(Region pointing data)

○ ○ ○ ○

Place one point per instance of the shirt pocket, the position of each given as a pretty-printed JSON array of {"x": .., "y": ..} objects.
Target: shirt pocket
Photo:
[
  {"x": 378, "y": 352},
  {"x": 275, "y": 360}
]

○ ○ ○ ○

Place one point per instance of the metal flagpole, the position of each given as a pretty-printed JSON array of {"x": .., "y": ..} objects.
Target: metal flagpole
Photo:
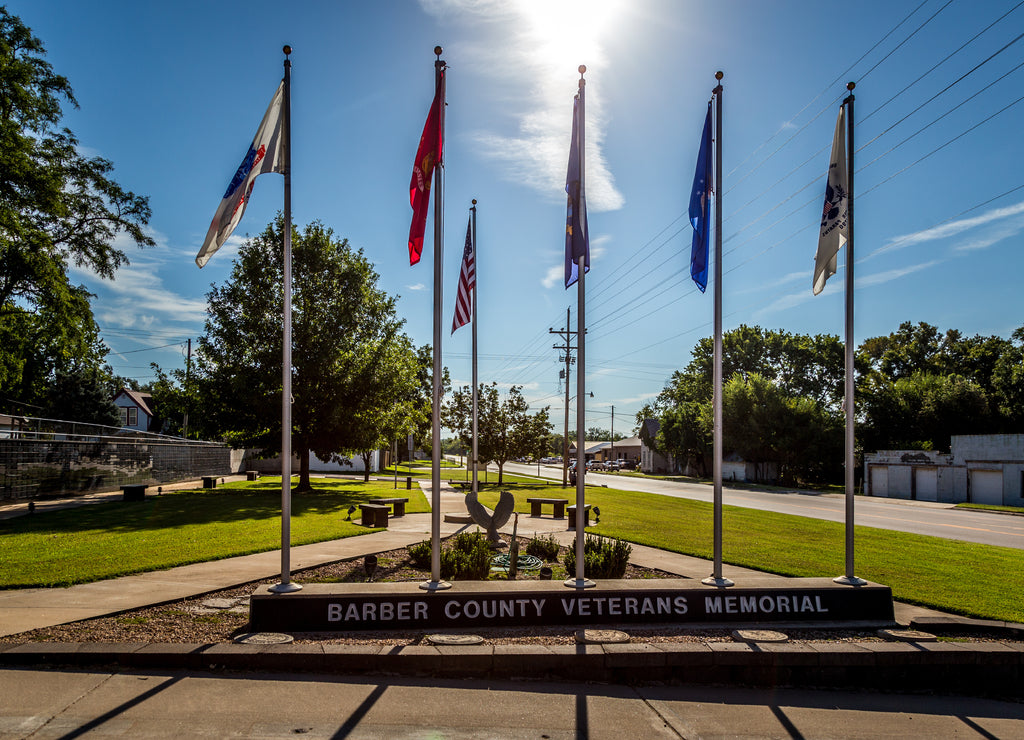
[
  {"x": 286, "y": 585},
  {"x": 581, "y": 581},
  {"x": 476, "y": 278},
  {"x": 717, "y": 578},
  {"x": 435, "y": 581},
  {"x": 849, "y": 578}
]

○ ○ ○ ○

→ **Work instruction**:
Filter the records above and copy every line that contains the word "metal".

→ **Exercise result**:
Place one point per instance of the metal flagpole, the position of each given as a pretty-printed JSON array of {"x": .., "y": ..} objects.
Target: metal flagpole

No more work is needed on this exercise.